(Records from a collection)
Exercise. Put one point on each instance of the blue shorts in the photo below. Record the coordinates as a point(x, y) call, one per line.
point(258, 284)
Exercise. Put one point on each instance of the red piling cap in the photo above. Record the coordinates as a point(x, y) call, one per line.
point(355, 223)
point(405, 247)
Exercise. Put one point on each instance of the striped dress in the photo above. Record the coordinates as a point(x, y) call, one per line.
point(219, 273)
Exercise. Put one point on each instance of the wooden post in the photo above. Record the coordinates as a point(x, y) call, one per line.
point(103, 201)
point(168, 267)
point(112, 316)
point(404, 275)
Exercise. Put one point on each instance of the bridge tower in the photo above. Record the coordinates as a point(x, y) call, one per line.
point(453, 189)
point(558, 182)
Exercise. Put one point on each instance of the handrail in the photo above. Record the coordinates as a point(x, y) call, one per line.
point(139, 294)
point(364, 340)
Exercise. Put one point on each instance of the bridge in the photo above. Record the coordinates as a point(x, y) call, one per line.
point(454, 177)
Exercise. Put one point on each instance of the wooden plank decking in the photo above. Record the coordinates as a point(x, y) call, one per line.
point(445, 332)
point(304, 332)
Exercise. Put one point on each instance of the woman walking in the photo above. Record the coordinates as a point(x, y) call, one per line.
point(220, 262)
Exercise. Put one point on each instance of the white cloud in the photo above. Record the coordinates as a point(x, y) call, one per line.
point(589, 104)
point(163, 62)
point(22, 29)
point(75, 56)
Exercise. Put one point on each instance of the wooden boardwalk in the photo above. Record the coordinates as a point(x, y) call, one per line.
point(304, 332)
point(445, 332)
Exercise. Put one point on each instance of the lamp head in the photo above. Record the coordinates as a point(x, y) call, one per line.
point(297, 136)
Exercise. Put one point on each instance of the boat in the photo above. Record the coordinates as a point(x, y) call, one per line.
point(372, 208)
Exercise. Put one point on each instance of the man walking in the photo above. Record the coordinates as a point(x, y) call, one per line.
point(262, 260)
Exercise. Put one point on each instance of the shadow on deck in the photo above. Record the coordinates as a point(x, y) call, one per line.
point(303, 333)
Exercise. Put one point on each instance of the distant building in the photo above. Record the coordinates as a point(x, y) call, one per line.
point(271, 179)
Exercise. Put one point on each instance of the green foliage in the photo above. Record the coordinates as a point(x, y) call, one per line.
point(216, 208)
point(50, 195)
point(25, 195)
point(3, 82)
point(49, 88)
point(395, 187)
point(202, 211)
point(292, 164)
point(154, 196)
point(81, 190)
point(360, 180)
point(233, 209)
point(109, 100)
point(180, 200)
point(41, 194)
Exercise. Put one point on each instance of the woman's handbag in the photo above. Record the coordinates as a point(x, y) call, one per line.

▶ [EXERCISE OBJECTIVE]:
Copy every item above word for word, line by line, with nothing changed.

▶ [EXERCISE OUTPUT]:
Exercise. Put one point on each instance of the blue shorts in the photo below. Record the coordinates as a point(x, y) call, one per line.
point(258, 284)
Exercise. Put one point on each instance of the red piling cap in the photo above. Record the coordinates as a point(x, y) call, one per line.
point(355, 223)
point(405, 247)
Exercise. Put one point on each instance of the striped dress in the photo above. Record the coordinates as a point(x, y) call, one per line.
point(219, 273)
Exercise. Put one point on each instance of the wooden post in the photo above. Record the coordinates as a point(x, y) call, one per line.
point(103, 201)
point(168, 267)
point(112, 316)
point(404, 275)
Exercise. Put one point on each instance of the bridge tower in the photo above. Record the coordinates as a point(x, y) call, one per line.
point(453, 189)
point(558, 182)
Exercise. Put one point on each instance of the handrail in the photo above. Record the coordinates as a point(x, y) call, one per line.
point(139, 294)
point(364, 340)
Exercise. Put one point on each instance of the bridge in the photo above. Record the coordinates as a point(x, y) call, one per line.
point(454, 177)
Exercise. Put one point on each instance of the wooden plank decking in the photo above. Record the coordinates as a point(x, y) call, one per line.
point(445, 332)
point(304, 332)
Exercise. Put one point on each instance of the woman walking in the photo above. Record the coordinates as a point(x, y) call, one per line.
point(220, 262)
Exercise. Put one point on each instance of the white cloud in the photo above. Record the coordinates as a point(x, y) call, one per line.
point(589, 104)
point(163, 62)
point(22, 29)
point(75, 56)
Exercise. Put one point on each instance of the wooden boardwalk in the photo above. Record the coordinates as a point(x, y) call, one per line.
point(304, 332)
point(445, 332)
Exercise. Put one point on each instance of the lamp head in the photo above. Record the coordinates as a point(x, y) call, one per line.
point(297, 136)
Exercise. Put one point on each instance of the boat in the photo above. Record the coordinates as a point(x, y) call, one per line.
point(372, 208)
Exercise. Put one point on each instance of the man walking in the photo above. Record the coordinates as a point(x, y) call, one per line.
point(262, 260)
Exercise. Put one point on each instance of the shadow on deck in the photo above. Record the coordinates as a point(x, y) call, one per line.
point(303, 333)
Exercise. Put one point on each instance of the distant building in the photo above. Record the coordinates as a point(x, y) call, one per line.
point(271, 179)
Exercise. Put one point on each instance of the green foliage in the photo above. Record the coordinates as a point(x, y) call, one per line.
point(216, 208)
point(50, 195)
point(25, 195)
point(3, 82)
point(49, 88)
point(395, 187)
point(202, 211)
point(292, 164)
point(154, 196)
point(81, 190)
point(360, 180)
point(233, 209)
point(109, 100)
point(180, 200)
point(41, 194)
Exercise. Put one point on each instance of the woman's handbag in the photo above. Record the coordinates as a point(x, y) call, one per line.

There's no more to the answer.